Data extracted from a collection
BEGIN

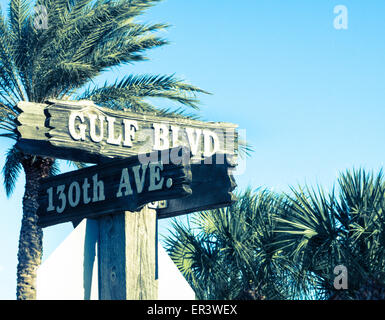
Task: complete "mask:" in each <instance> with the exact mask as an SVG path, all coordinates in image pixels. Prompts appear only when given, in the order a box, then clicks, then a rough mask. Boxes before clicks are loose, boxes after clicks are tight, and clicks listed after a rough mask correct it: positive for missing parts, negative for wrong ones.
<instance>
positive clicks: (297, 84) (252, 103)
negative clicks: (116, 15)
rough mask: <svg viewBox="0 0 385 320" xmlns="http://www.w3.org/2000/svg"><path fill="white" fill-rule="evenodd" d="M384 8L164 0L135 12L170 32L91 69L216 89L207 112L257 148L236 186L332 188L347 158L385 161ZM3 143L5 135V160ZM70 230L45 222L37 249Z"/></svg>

END

### Task goal
Return every line in the records that includes the string "mask".

### Task response
Task: complete "mask:" in each <instance> with the exact mask as an SVG path, all coordinates in image pixels. Prompts appear only when given, in the order a box, then clicks, then a rough mask. Boxes before clicks are loose, boxes after clicks are tight, and clicks listed after a rough mask correct it: positive for missing parts, negative for wrong ones.
rough mask: <svg viewBox="0 0 385 320" xmlns="http://www.w3.org/2000/svg"><path fill="white" fill-rule="evenodd" d="M384 8L164 0L135 12L170 32L91 69L216 89L207 112L257 148L236 186L332 188L347 158L385 161ZM3 143L5 135V160ZM70 230L45 222L37 249Z"/></svg>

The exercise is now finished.